Exercise aim
In the records below, locate the line containing "Locate the dark", then extract it and all following lines exactly, ending with the last line.

Input records
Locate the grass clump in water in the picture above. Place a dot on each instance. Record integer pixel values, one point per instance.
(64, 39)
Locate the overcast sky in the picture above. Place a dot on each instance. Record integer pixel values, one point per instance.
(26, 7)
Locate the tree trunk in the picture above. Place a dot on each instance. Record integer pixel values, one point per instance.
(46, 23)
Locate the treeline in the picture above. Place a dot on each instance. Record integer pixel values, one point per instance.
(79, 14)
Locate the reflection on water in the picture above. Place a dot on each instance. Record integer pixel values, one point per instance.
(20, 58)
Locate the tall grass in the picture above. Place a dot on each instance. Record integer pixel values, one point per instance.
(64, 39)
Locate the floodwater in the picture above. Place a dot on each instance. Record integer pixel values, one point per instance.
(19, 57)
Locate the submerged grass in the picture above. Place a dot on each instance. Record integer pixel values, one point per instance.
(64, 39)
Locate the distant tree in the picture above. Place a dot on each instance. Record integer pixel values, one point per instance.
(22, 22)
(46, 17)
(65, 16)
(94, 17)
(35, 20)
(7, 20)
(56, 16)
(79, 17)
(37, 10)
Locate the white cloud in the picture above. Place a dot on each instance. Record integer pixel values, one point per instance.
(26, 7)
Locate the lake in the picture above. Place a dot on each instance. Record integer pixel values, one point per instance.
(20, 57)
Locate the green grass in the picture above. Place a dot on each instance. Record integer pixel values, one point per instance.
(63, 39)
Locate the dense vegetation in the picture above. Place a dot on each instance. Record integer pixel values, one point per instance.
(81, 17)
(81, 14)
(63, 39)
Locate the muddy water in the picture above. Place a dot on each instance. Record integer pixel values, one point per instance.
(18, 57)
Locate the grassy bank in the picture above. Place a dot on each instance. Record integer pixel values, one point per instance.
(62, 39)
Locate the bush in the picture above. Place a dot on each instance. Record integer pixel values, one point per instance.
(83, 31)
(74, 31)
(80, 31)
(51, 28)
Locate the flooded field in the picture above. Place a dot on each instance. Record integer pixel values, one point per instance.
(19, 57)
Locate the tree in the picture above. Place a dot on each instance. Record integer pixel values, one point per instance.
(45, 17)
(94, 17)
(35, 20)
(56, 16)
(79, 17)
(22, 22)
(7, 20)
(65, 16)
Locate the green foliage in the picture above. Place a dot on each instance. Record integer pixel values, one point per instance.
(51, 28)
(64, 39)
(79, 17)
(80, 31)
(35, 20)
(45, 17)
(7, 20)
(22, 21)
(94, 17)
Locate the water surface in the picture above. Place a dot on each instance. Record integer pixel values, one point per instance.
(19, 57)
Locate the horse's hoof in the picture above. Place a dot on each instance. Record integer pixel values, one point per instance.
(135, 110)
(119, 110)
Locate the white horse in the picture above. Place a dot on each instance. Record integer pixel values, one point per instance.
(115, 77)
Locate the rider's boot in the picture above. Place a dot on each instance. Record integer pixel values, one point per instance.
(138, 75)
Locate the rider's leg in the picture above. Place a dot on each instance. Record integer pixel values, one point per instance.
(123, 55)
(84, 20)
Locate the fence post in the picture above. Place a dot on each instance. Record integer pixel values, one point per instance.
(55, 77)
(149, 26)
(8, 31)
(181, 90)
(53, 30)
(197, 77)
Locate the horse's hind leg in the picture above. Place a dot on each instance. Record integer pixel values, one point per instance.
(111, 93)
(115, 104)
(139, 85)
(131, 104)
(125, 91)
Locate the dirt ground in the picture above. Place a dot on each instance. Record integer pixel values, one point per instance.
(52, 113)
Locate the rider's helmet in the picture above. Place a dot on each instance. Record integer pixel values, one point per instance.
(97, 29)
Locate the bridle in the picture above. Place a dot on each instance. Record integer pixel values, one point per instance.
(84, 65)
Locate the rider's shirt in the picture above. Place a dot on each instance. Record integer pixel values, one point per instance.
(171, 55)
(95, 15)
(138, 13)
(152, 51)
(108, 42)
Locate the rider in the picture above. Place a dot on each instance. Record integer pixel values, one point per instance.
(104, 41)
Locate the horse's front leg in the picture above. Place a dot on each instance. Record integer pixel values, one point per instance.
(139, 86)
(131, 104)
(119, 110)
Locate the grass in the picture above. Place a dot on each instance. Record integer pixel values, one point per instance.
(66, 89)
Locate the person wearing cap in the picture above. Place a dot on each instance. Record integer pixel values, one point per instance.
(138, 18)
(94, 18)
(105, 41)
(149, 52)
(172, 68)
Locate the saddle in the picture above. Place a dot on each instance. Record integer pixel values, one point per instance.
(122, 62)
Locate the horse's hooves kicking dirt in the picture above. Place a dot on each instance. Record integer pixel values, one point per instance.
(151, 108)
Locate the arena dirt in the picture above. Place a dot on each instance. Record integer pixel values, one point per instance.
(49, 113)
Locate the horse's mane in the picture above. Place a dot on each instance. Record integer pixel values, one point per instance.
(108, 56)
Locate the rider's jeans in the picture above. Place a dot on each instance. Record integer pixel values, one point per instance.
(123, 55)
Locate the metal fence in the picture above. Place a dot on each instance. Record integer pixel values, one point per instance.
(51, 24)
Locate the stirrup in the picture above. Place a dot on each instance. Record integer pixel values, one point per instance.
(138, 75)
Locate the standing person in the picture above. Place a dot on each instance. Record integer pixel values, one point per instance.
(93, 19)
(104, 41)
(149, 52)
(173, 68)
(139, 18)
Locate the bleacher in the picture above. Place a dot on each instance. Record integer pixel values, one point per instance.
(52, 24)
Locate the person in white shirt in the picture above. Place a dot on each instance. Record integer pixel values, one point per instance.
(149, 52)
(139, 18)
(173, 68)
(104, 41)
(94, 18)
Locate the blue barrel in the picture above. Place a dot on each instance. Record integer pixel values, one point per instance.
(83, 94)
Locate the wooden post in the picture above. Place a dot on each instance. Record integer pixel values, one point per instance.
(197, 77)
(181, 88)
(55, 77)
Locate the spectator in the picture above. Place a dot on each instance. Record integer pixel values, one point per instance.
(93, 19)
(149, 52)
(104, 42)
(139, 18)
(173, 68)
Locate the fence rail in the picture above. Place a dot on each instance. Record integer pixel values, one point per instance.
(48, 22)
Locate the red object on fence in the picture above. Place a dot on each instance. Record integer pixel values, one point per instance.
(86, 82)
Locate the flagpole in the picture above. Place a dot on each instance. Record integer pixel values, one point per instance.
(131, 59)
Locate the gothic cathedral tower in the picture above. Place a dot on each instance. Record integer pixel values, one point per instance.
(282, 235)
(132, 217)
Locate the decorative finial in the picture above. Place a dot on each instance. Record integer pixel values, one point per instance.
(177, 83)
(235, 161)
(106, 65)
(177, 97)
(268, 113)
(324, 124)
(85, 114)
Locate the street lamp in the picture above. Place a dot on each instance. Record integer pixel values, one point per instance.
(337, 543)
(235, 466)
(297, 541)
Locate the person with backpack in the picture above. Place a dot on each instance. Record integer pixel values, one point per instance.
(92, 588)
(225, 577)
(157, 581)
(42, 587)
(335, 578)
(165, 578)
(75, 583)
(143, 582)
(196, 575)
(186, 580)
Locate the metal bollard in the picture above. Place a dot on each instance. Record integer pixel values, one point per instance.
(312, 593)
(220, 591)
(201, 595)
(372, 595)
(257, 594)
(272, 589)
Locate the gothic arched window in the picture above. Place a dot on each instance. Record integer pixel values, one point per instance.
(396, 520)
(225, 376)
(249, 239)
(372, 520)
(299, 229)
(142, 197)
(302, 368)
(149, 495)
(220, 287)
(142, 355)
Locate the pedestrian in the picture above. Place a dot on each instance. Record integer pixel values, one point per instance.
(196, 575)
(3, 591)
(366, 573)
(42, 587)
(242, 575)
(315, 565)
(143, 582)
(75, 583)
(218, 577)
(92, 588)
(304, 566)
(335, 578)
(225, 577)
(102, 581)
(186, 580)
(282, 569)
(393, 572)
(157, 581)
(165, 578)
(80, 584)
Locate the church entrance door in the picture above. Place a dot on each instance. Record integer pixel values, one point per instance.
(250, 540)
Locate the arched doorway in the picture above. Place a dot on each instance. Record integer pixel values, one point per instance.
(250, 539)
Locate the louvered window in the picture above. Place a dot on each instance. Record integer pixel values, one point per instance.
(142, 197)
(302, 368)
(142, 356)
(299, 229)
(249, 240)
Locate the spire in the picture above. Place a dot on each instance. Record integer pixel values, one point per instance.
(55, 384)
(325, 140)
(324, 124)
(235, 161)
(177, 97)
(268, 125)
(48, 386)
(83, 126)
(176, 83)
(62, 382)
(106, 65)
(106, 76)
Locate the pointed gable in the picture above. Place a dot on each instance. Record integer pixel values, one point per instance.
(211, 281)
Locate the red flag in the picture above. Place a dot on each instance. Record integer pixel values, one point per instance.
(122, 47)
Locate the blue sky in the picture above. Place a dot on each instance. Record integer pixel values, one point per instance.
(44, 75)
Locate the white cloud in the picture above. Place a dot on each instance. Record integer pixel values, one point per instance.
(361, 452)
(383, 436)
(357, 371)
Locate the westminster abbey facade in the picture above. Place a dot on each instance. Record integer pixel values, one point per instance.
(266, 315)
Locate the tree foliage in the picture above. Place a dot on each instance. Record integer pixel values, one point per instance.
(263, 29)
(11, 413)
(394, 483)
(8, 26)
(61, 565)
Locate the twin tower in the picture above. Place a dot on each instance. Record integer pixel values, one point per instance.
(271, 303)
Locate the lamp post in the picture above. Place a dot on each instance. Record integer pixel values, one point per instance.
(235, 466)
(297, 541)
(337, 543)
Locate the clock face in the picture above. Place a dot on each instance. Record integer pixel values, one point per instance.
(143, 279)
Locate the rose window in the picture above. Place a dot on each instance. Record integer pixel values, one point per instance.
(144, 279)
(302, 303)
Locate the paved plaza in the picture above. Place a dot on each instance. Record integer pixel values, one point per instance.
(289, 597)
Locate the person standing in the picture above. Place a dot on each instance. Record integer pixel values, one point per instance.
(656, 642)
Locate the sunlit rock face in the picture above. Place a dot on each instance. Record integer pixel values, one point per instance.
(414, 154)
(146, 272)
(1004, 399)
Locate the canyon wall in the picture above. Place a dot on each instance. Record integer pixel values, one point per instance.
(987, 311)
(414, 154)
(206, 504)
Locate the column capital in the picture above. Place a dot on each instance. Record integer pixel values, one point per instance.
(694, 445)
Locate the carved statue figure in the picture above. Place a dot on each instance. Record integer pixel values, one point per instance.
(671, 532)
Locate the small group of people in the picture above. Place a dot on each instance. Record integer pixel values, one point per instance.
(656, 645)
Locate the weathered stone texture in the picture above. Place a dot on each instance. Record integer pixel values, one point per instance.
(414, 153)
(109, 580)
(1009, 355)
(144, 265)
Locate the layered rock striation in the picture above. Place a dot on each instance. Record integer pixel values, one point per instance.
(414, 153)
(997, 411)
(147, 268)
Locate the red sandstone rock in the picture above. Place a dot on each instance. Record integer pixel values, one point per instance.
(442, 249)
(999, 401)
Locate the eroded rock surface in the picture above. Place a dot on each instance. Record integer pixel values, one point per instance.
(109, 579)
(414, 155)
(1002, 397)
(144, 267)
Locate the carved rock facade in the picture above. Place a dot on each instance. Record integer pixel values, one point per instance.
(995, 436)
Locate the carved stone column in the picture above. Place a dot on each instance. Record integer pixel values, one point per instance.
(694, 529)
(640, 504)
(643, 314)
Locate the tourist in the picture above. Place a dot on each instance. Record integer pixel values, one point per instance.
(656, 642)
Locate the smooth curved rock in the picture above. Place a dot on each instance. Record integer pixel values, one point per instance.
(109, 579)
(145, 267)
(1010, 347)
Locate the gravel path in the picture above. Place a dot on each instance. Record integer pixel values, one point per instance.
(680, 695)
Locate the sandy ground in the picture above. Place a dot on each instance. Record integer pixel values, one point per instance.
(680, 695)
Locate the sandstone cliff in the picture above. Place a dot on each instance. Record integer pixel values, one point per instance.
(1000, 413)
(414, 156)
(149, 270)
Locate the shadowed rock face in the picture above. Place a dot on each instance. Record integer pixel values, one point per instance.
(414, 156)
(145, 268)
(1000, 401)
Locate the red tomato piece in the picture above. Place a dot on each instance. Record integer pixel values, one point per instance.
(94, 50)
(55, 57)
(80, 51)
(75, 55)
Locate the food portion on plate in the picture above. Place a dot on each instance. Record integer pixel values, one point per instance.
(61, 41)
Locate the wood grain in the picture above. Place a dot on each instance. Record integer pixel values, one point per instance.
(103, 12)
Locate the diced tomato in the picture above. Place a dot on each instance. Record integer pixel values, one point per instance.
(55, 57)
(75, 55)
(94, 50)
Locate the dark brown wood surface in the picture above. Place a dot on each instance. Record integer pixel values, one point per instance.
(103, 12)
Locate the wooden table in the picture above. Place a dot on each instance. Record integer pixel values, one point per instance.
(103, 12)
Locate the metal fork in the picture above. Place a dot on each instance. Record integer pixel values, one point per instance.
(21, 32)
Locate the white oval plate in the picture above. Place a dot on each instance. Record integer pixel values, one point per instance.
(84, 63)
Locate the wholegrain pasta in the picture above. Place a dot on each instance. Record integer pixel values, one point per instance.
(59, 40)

Exercise response
Locate the dark brown wood surface in the picture above. Place a dot on each instance. Record integer pixel values, one point per instance.
(103, 12)
Locate the wooden table in the picture above. Place a dot on each instance. Record integer pixel values, one point per instance.
(103, 12)
Locate the metal fork in the picture above. Place a dot on each instance. Record integer pixel values, one point per instance.
(21, 32)
Locate the white oval plate in the picture above. Place a dot on each instance. Record integer pixel values, one point per instance.
(84, 63)
Locate the wholegrain pasta in the picture above. Place a dot on each instance. Record integer pixel values, one point per instance.
(59, 40)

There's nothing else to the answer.